= Page excerpt =
━━━━━━
The European Court of Human Rights, sitting, in accordance

with Article 43 (art. 43) of the Convention for the Protection of

Human Rights and Fundamental Freedoms ("the Convention")** and the

relevant provisions of the Rules of Court, as a Chamber composed of

the following judges:

Mr R. Ryssdal, President,

Mr F. Matscher,

Mr B. Walsh,

Mr C. Russo,

Mr A. Spielmann,

Mr N. Valticos,

Mr A.N. Loizou,

Mr J.M. Morenilla,

Mr F. Bigi,

and also of Mr M.-A. Eissen, Registrar, and Mr H. Petzold, Deputy

Registrar,

Having deliberated in private on 30 October 1991 and

24 January 1992,

Delivers the following judgment, which was adopted on the

last-mentioned date:

_______________

Notes by the Registrar

* The case is numbered 16/1991/268/339. The first number is the

case's position on the list of cases referred to the Court in the

relevant year (second number). The last two numbers indicate the

case's position on the list of cases referred to the Court since its

creation and on the list of the corresponding originating

applications to the Commission.
━━━━━━
= Record extracts =
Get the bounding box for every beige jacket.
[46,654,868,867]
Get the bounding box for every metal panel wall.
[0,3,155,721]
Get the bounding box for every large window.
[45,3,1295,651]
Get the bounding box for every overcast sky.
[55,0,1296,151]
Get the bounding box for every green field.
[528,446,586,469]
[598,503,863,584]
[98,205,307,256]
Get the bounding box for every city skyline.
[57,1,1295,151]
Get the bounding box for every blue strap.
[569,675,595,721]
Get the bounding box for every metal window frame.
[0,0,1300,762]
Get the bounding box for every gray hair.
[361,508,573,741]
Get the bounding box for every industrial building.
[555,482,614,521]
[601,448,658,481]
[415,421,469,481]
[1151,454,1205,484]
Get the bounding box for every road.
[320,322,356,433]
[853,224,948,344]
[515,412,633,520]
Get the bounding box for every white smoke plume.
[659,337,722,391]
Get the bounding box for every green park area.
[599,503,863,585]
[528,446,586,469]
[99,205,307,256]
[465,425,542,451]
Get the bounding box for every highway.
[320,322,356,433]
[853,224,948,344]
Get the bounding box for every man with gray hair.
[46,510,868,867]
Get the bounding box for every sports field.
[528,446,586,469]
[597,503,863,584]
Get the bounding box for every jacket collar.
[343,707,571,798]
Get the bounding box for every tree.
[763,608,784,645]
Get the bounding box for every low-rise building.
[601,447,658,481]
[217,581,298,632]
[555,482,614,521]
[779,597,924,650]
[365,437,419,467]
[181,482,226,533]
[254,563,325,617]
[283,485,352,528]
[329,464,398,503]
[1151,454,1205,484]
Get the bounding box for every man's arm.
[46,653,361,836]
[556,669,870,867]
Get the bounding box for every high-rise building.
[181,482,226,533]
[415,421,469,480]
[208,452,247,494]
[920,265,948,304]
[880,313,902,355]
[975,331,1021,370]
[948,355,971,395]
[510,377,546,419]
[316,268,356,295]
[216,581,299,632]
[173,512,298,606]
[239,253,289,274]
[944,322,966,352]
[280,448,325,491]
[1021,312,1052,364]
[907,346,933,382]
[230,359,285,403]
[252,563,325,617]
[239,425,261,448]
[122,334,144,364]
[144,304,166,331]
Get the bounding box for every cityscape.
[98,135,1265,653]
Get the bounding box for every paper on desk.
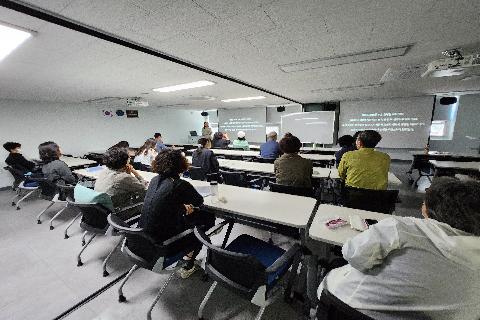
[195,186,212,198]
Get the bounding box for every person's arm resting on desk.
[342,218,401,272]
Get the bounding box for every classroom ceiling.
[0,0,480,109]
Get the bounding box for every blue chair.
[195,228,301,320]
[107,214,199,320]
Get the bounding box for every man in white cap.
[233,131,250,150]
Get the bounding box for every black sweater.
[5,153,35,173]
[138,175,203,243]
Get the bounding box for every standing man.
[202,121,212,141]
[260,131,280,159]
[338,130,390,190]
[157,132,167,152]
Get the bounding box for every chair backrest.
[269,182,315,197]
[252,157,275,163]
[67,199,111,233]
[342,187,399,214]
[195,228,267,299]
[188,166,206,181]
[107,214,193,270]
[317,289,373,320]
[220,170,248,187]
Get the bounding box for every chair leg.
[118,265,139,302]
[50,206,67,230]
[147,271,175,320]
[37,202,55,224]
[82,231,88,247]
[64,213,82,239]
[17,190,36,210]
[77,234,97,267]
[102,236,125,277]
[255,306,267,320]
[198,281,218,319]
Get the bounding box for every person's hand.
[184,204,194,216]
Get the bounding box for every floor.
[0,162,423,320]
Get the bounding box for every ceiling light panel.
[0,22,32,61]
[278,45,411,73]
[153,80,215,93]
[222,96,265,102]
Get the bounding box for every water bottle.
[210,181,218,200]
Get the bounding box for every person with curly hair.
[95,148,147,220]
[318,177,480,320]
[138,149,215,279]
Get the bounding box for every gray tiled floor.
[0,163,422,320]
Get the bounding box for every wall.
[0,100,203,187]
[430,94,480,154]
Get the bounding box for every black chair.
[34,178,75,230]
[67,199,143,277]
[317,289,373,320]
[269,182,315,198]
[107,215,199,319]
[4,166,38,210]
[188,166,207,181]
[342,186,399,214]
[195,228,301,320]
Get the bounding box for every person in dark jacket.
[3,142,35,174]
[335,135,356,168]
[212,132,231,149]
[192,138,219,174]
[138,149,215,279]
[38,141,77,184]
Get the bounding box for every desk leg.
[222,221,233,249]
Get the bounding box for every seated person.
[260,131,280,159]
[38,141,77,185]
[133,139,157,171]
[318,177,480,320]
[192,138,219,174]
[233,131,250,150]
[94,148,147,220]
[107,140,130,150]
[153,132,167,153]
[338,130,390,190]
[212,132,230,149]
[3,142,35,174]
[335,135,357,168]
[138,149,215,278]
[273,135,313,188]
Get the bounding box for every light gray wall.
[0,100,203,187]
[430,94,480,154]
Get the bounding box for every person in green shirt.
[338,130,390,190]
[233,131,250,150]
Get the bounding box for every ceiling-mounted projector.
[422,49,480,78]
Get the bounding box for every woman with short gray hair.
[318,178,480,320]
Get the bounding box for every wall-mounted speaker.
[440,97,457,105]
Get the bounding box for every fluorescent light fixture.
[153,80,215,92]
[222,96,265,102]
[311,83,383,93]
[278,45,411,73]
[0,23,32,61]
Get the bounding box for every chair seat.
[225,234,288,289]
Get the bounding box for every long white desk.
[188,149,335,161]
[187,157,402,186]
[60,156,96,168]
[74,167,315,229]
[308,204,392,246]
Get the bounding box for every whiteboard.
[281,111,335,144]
━━━━━━
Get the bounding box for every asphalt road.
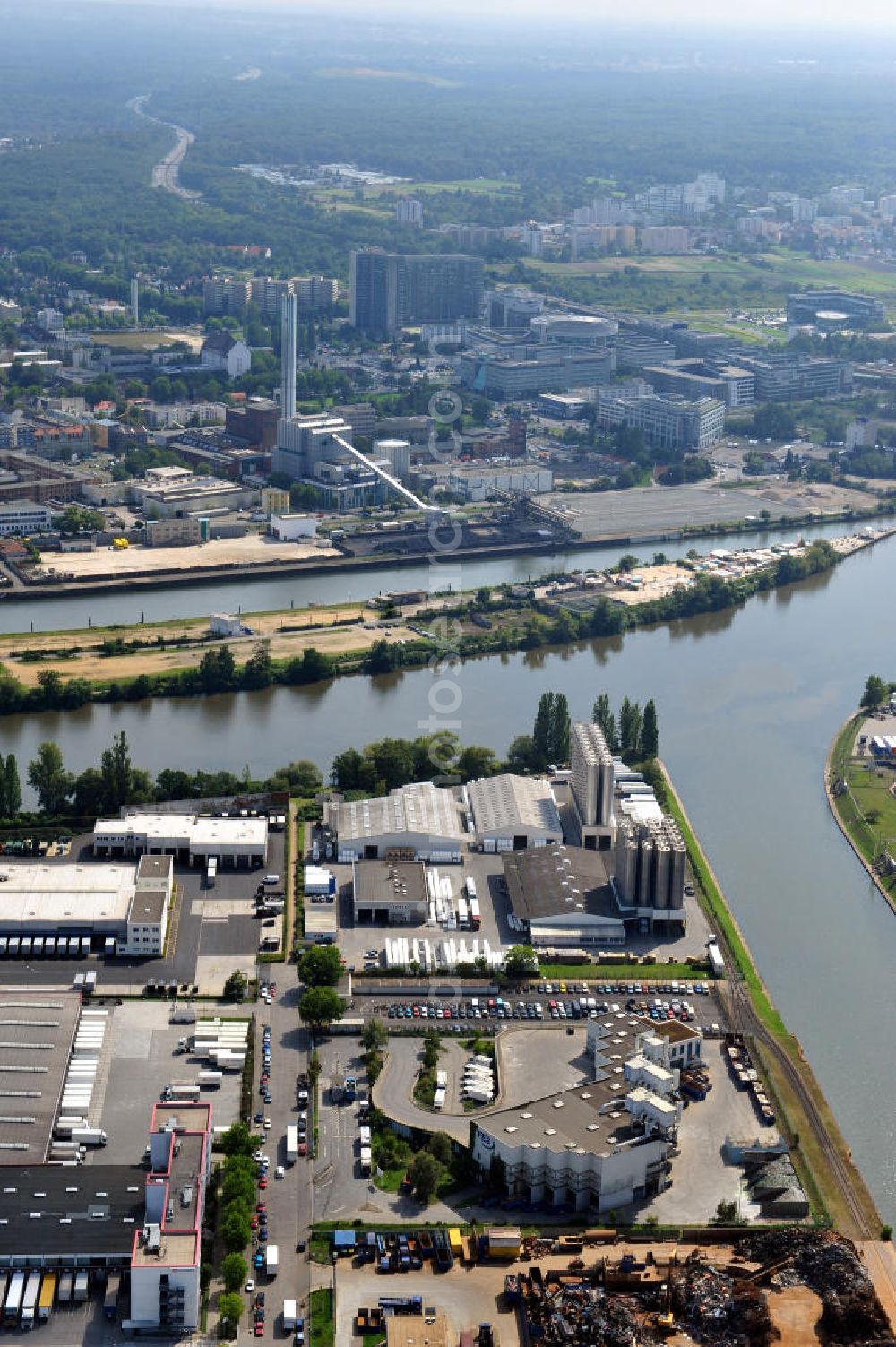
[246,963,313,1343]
━━━━━━
= Problem 1 =
Reproduce word for word the passage of the court judgment excerpt that opens with the words containing "relevant year (second" and closes with "to the Commission.".
= Problem 2 =
Condense the note in the court judgment excerpt that begins "The case is numbered" into a brief list that keeps its main facts.

= Written solution 1 =
relevant year (second number). The last two numbers indicate the

case's position on the list of cases referred to the Court since its

creation and on the list of the corresponding originating

applications to the Commission.

= Written solution 2 =
- Case number: 16/1991/268/339.
- First number (16): the case's place on the list of cases referred to the Court in the relevant year.
- Second number (1991): that year.
- Last two numbers (268/339): the case's place on the list of cases referred to the Court since its creation, and on the list of the corresponding originating applications to the Commission.